Texte source -

En 2017, les élections présidentielles apportèrent la preuve que les analyses de Laurent BOUVET étaient pertinentes.

1er tour inscrits    47 582 183   votants 37 003 728 [77,77%]   exprimés 36 054 394     blancs     659 997  nuls    289 337

 2d tour inscrits     47 568 693   votants 35 467 327 [74,56%]   exprimés 31 381 603     blancs  3 021 499  nuls 1 064 225

À la veille du second tour nous avons mis en ligne copie d’un article publié en 2015 dans Libération. Article qui apparut et reste aujourd’hui ô combien prémonitoire.

Pour Laurent BOUVET, professeur de sciences politiques à l’université de Versailles-Saint-Quentin-en-Yvelines, refuser de parler d’« insécurité culturelle » constitue un déni de réalité.

Le concept fait débat. Dans son dernier ouvrage, l’Insécurité culturelle (Fayard, paru en janvier), le politologue Laurent BOUVET explique que ce sentiment qui traverse la société française ne se résumerait pas seulement à un malaise opposant « petits Blancs déclassés » et nouvelles générations issues de l’immigration. Face à la mondialisation et à la crise économique, les uns comme les autres peuvent se sentir abandonnés, estime l’auteur. Mais pour certains intellectuels, parler d’« insécurité culturelle » revient à nourrir les peurs identitaires et, in fine, à faire le lit du FN. Déni de réalité, leur répond Laurent BOUVET.

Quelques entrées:
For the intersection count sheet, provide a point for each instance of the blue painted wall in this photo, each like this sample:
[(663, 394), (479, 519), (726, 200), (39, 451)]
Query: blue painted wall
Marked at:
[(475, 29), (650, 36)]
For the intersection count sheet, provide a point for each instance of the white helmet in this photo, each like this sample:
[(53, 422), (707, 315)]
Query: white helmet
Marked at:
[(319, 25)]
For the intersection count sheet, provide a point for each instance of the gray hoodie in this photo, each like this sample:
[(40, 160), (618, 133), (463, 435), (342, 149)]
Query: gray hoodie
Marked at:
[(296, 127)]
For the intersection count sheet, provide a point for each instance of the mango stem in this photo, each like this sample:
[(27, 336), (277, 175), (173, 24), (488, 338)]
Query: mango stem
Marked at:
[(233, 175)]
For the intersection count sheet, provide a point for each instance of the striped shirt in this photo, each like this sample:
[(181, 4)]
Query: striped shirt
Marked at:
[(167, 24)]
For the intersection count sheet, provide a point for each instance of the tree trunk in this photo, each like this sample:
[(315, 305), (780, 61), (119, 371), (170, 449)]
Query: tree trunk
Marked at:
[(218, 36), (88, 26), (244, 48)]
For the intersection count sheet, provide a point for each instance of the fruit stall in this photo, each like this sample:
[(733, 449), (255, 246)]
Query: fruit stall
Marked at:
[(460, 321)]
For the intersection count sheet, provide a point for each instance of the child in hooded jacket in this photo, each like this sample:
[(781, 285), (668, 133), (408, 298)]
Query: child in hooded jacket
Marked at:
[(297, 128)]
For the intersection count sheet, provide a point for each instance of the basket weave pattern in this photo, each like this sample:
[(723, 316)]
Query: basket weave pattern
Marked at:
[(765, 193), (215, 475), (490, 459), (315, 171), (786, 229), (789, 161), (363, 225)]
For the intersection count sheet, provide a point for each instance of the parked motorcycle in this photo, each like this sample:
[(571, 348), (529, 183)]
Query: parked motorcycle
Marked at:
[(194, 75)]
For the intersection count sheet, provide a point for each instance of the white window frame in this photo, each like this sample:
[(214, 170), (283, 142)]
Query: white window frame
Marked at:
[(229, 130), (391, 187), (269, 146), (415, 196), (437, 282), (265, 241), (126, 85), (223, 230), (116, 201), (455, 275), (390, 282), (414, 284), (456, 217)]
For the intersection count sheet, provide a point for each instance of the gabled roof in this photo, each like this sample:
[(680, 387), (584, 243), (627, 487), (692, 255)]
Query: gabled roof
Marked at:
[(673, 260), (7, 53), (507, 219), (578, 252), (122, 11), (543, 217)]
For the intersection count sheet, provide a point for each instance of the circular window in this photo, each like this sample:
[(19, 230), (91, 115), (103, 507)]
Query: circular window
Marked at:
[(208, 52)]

Consigne -
Recopiez à l'identique, s'il vous plaît, un passage du texte source ci-dessus : commencez aux mots « À la veille » et arrêtez-vous après « déni de réalité. ».

Réponse rédigée -
À la veille du second tour nous avons mis en ligne copie d’un article publié en 2015 dans Libération. Article qui apparut et reste aujourd’hui ô combien prémonitoire.

Pour Laurent BOUVET, professeur de sciences politiques à l’université de Versailles-Saint-Quentin-en-Yvelines, refuser de parler d’« insécurité culturelle » constitue un déni de réalité.